> _Exercise goal_
Please copy every row with "photograph" replaced by "image" throughout and nothing else changed, leaving out the pictures.

(Pointing dataset excerpts)
"""

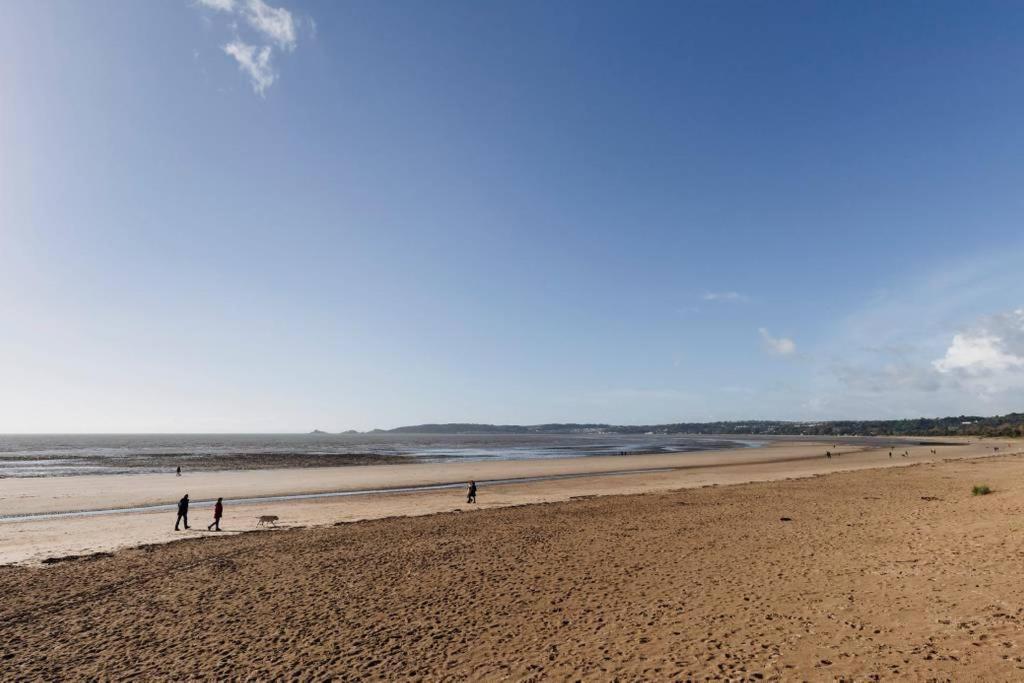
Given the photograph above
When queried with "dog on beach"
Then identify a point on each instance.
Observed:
(267, 519)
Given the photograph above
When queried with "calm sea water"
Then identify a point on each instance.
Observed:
(57, 455)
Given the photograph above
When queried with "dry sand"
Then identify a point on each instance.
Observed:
(881, 573)
(38, 541)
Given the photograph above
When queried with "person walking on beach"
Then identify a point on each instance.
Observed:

"""

> _Task solution_
Given the image above
When queried with "dog on beach"
Then identify a point on each instance.
Observed:
(267, 519)
Given the image above
When queried with "calm sea water"
Then identify a point on each instance.
Observed:
(57, 455)
Given the image above
When queried with "dry sand"
Then identify a point on each instance.
Observed:
(881, 573)
(38, 541)
Given the image above
When queried with "person walking on beach"
Then identify a point on each instance.
Observed:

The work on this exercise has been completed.